DO THIS – Find each line in the data below that contains the word "instance", and copy those lines.

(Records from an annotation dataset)
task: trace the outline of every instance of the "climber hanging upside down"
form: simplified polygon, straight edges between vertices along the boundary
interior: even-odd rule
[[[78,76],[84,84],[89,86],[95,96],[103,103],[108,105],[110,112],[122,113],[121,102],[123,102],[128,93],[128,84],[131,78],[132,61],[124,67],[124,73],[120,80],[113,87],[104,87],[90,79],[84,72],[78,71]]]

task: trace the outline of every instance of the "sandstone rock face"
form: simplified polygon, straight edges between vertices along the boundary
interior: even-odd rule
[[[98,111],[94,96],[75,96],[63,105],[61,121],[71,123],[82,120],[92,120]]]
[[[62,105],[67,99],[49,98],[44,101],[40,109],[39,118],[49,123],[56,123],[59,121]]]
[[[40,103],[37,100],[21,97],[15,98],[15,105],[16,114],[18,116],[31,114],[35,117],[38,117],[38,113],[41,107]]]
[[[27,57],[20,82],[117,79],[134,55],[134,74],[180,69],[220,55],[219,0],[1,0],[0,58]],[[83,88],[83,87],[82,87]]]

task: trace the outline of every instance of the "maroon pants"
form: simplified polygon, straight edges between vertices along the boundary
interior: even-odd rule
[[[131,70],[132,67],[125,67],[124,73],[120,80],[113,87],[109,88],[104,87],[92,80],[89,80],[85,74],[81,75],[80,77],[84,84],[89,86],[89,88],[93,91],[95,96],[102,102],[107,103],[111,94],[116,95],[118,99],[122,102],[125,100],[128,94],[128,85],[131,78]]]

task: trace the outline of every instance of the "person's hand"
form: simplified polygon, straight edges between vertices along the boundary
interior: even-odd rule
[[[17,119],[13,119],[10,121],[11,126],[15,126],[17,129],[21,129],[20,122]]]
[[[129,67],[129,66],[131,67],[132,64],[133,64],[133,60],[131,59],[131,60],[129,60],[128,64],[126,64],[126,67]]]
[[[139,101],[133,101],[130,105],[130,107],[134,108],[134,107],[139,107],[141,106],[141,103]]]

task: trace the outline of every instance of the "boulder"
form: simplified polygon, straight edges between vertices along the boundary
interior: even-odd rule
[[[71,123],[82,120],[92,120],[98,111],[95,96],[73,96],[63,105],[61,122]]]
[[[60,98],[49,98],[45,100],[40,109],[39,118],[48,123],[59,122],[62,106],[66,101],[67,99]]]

REPLY –
task: trace the outline of every instance of the "climber hanging upside down"
task: trace the outline of every instance of the "sandstone rock face"
task: trace the outline of every instance of the "maroon pants"
task: trace the outline of every instance of the "person's hand"
task: trace the outline of every instance of the "boulder"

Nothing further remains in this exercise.